▶ **Problema planteado 1**
Muestra todas las líneas del listado que contengan la palabra "black".

▶ **Texto del documento**
:::::

La salvación personal no depende en manera alguna de la posibilidad o no de trazar su genealogía hasta Abrahán. Cuando Dios le prometió a Abrahán “Multiplicaré tu descendencia como el polvo de la tierra: si hay hombre que pueda contar los granitos del polvo de la tierra, ése podrá contar tus descendientes” (Génesis 13, 16, Biblia de Mons. Félix Torres Amat
), no era sólo una promesa de innumerable progenie biológica, sino incluso una declaración del Todopoderoso de que todo el que reciba la gracia de la Fe sobrenatural se convierte en descendiente espiritual del fiel Abrahán. De ahí que San Pablo afirme en su carta a los Romanos que las promesas que Dios hizo a Abrahán no pertenecen meramente a sus descendientes genealógicos, sino que todos cuantos poseen y ejercen la Fe son descendientes espirituales de Abrahán:

“La fe, pues, es por la cual nosotros somos herederos, a fin de que lo seamos por gracia, y permanezca firme la promesa para todos los hijos de Abrahán; no solamente para los que han recibido la Ley, sino también para aquellos que siguen la fe de Abrahán, que es el padre de todos, (según lo que está escrito: Téngote constituido padre de muchas gentes), y que lo es delante de Dios, a quine ha creído, el cual da vida a los muertos, y llama o da ser a las cosas que no son, del mismo modo que conserva las que son” (Romanos 4, 16-17).

San Pablo también nos recuerda que las promesas hechas a Abrahán eran promesas mesiánicas, y por tanto sabemos que la fe de Abrahán estaba esencialmente en el Mesías que nacería de él, que salvaría a la humanidad de la esclavitud del pecado y la muerte (por ello Jesús dijo a los judíos “Abrahán, vuestro padre, ardió en deseos de ver este día mío: lo vio, y se llenó de gozo”) y por el cual serían benditas todas las naciones de la tierra. San Pablo dice:

“Porque todos sois hijos de Dios por la fe en Jesucristo. Pues todos los que habéis sido bautizados en Cristo, estais revestidos de Cristo. Y ya no hay distinción de judío ni griego, ni de siervo ni libre; ni tampoco de hombre ni mujer. Porque todos vosotros sois una cosa en Jesucristo, y siendo vosotros miembros de Cristo, sois por consiguiente hijos de Abrahán, y los herederos según la promesa” (Gálatas 3, 26-29)

:::::

▶ **Material proporcionado**
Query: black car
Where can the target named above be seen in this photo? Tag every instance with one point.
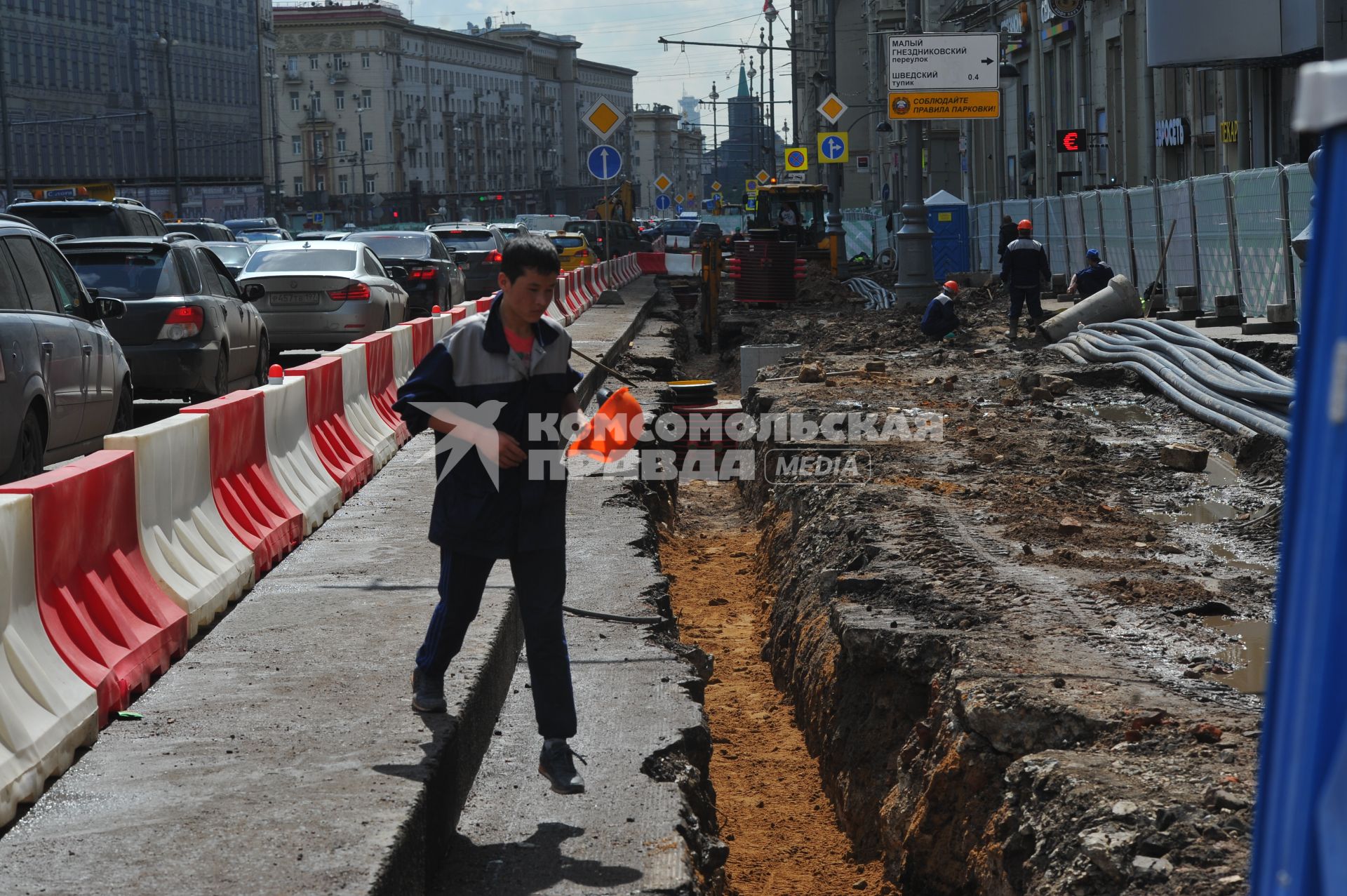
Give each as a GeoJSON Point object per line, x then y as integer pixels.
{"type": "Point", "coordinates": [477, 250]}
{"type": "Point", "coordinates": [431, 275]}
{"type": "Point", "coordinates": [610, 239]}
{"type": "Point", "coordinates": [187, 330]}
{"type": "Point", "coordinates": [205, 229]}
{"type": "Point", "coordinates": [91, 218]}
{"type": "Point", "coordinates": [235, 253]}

:::::

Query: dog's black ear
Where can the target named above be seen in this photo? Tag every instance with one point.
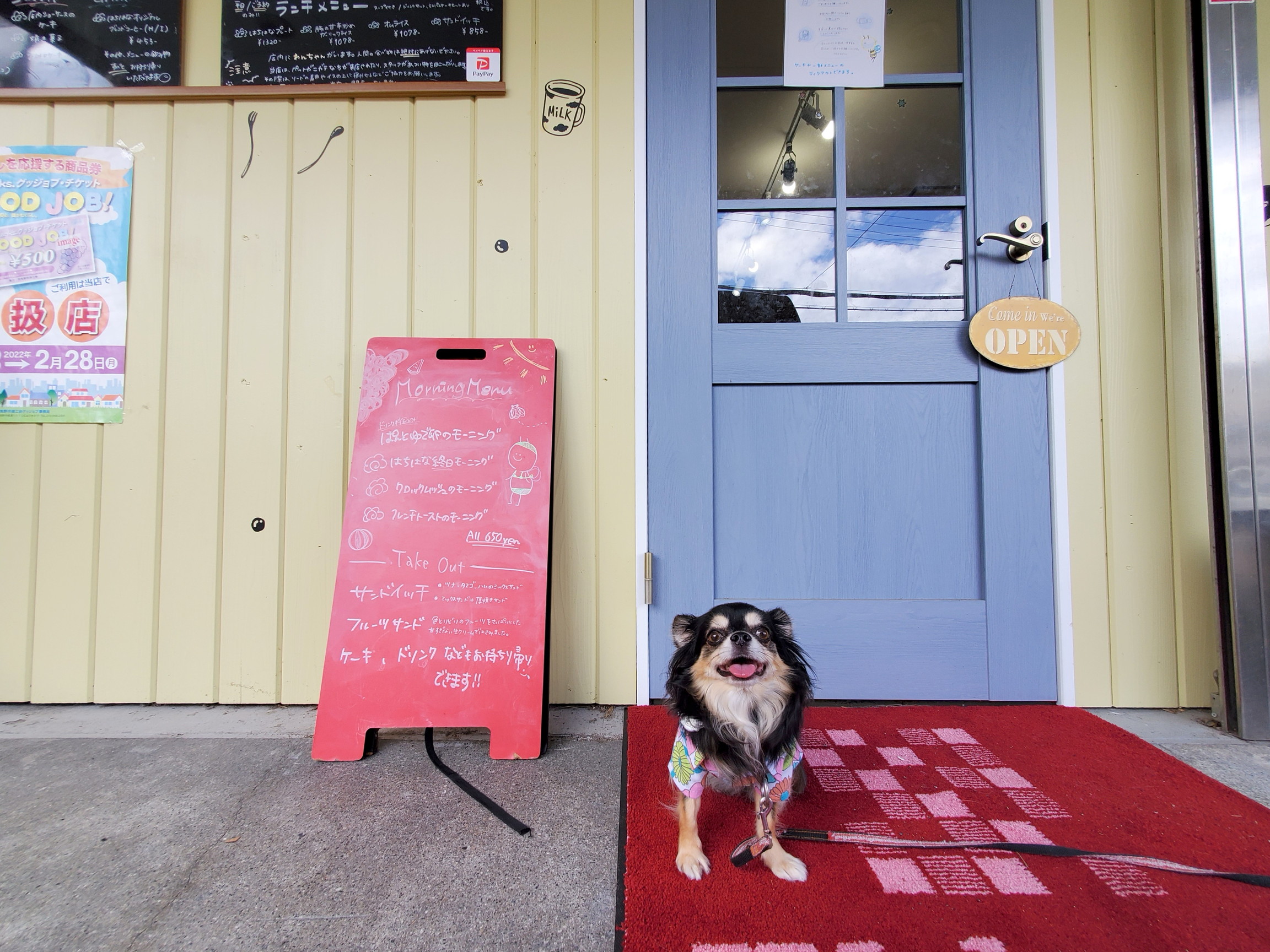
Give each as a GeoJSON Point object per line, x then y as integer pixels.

:::::

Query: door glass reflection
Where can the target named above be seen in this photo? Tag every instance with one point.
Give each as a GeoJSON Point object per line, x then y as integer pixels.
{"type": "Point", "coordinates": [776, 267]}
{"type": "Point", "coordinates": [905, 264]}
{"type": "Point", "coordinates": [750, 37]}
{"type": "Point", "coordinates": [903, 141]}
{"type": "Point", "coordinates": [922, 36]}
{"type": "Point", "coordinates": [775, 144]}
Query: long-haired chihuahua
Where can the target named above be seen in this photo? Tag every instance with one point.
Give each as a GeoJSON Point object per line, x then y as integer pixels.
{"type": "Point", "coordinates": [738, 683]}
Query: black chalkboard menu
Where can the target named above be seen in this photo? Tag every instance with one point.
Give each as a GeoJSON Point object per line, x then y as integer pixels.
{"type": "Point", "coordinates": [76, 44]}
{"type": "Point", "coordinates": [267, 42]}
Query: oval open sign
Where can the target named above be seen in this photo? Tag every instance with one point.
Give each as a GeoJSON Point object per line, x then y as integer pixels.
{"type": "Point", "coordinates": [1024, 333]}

:::::

▶ **Problema planteado 2**
Reproduce sin cambios el fragmento del texto sobre la descendencia de Abrahán que empieza en "San Pablo también" y termina en "(Gálatas 3, 26-29)".

▶ **Respuesta final 1**
Query: black car
Query: dog's black ear
Query: black chalkboard menu

▶ **Respuesta final 2**
San Pablo también nos recuerda que las promesas hechas a Abrahán eran promesas mesiánicas, y por tanto sabemos que la fe de Abrahán estaba esencialmente en el Mesías que nacería de él, que salvaría a la humanidad de la esclavitud del pecado y la muerte (por ello Jesús dijo a los judíos “Abrahán, vuestro padre, ardió en deseos de ver este día mío: lo vio, y se llenó de gozo”) y por el cual serían benditas todas las naciones de la tierra. San Pablo dice:

“Porque todos sois hijos de Dios por la fe en Jesucristo. Pues todos los que habéis sido bautizados en Cristo, estais revestidos de Cristo. Y ya no hay distinción de judío ni griego, ni de siervo ni libre; ni tampoco de hombre ni mujer. Porque todos vosotros sois una cosa en Jesucristo, y siendo vosotros miembros de Cristo, sois por consiguiente hijos de Abrahán, y los herederos según la promesa” (Gálatas 3, 26-29)